— Requirement —
For each statement, decide whether it agrees with the text on savings interest rates in the Netherlands and Belgium, and give yes or no with the deciding words of the text quoted exactly. 1. The ECB's key interest rates reached their lowest point in March 2016. 2. Beobank is the only bank where amounts above a certain level earn a higher interest rate. 3. The study treated a fidelity premium as an unacceptable condition.

Date of Analysis: 1st January 2021 until 30th September 2023


After the 2008 financial crisis, the European Central Bank (ECB) began reducing its key interest rates starting in October of that year. This trend continued into the early 2010s, especially with the emergence of the European debt crisis. In March 2016, ECB key interest rates reached their lowest point and remained stable until recently, with a minor adjustment in September 2019.

However, starting in late July 2022, rising inflationary pressures prompted the ECB to gradually increase its key interest rates to relatively high levels. Consequently, banks have been gradually adjusting the interest rates they offer to their customers. Customers have grown accustomed to low rates on various financial products over the past decade[1], they are now beginning to notice that savings accounts are providing significantly lower returns compared to other investment options like term accounts and bonds. 

Given this situation, it is insightful to explore the strategies employed by banks in the Netherlands and Belgium to either retain or discourage the outflow of funds from savings accounts.

ECB Rates 2003 -2023
ECB Rates 2022-2023

Structure of the market: conditions that can supercharge the interest rate offered in the Netherlands and Belgium

The top 10 banks in terms of market share in the Netherlands and Belgium were initially considered for this study. The banks for which pre-conditions are required to be a client were not included in the study. [2]


conditions that can supercharge the interest rate offered in the Netherlands and Belgium

While the Dutch banks are limiting access to some savings accounts offered to a certain population ((grand)parent for their minor child), Belgian banks are offering higher diversity (more options for the general public). The main options proposed are:

  • Fidelity premium (in Dutch: getrouwheidspremie): the interest rate is applied only on the portion of the money that remained in the account for the whole year (this is applied to all Belgian savings accounts and for NIBC in the Netherlands);
  • Maximum amount per month on which interest rate is applied (proposed by 4 Belgian banks);
  • Amounts upwards of a certain amount are eligible for a higher interest rate (only Beobank);
    • Almost all Dutch banks (except ABN Amro, DHB & NIBC) have the opposite, the interest rate decreases as the amount increases.
  • The minimum amount that needs to be deposited in the savings account.

Methodology used for the study

Interest rate data was collected from January 2021 to September 2023.

Since the interest rate received depends on certain conditions for some banks, and in order to propose a unique comparable figure, a synthetic average interest rate was computed with the following guidelines:

  • A fictive amount of €100.000 was considered;
  • For all days, the savings account offering the highest interest rate with acceptable conditions[3] was considered for all banks:
    • Conditions seen as acceptable: Fidelity premium;
    • Conditions seen as not acceptable: earning additional interest only on a defined monthly fixed amount wired to the account; having to deposit a minimum amount to earn interest; not being able to fully withdraw your money at any time.

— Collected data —
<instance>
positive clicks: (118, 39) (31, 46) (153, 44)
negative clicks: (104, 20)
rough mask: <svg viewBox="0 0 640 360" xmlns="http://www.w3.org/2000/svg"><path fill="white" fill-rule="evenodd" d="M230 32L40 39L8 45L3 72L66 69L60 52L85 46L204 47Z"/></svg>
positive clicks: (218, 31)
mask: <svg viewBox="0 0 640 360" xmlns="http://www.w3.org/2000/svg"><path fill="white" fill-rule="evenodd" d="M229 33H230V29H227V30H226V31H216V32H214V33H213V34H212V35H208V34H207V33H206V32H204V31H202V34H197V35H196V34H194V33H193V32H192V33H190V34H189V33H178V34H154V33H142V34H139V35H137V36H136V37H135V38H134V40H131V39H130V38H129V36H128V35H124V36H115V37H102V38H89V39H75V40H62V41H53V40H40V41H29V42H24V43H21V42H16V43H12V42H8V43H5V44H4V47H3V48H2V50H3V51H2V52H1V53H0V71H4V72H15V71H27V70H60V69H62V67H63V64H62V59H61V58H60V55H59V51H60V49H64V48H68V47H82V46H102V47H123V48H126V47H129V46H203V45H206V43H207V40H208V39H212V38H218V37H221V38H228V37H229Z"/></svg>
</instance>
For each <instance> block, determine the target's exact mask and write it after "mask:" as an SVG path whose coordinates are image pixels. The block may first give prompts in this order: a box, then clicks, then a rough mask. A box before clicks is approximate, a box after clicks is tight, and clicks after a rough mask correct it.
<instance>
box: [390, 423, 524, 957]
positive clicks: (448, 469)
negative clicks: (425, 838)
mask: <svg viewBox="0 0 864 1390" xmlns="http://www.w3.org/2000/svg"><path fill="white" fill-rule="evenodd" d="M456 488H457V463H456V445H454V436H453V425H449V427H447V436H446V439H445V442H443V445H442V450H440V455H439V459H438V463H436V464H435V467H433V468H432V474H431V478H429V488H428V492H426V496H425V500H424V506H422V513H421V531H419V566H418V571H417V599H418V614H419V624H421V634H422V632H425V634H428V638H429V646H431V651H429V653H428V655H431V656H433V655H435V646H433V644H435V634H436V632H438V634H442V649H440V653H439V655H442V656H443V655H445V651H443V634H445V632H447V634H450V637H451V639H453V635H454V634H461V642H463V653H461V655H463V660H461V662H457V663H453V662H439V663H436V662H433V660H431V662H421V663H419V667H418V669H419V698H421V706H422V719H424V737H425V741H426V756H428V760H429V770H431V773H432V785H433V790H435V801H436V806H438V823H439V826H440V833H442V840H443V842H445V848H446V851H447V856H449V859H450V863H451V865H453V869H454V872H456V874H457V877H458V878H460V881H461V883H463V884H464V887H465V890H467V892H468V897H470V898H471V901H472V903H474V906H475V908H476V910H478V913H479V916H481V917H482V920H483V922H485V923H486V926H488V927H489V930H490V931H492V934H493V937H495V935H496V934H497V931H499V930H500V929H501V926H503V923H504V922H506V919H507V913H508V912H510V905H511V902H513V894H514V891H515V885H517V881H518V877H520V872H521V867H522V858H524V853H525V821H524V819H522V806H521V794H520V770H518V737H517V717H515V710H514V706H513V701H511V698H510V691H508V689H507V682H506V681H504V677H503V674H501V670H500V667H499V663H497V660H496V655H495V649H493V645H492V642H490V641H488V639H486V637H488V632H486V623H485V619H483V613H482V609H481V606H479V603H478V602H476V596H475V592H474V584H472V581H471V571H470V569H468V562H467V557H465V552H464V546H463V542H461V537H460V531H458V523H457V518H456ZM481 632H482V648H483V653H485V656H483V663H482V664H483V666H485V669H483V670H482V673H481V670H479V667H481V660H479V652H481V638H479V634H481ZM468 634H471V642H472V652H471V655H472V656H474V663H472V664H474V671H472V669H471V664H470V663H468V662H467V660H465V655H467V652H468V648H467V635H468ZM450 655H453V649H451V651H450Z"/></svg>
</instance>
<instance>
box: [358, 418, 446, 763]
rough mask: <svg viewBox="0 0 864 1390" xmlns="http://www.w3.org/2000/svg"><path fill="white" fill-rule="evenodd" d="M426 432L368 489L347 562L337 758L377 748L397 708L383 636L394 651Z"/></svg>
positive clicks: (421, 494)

— Finished task —
1. Yes: "In March 2016, ECB key interest rates reached their lowest point"
2. Yes: "Amounts upwards of a certain amount are eligible for a higher interest rate (only Beobank)"
3. No: "Conditions seen as acceptable: Fidelity premium"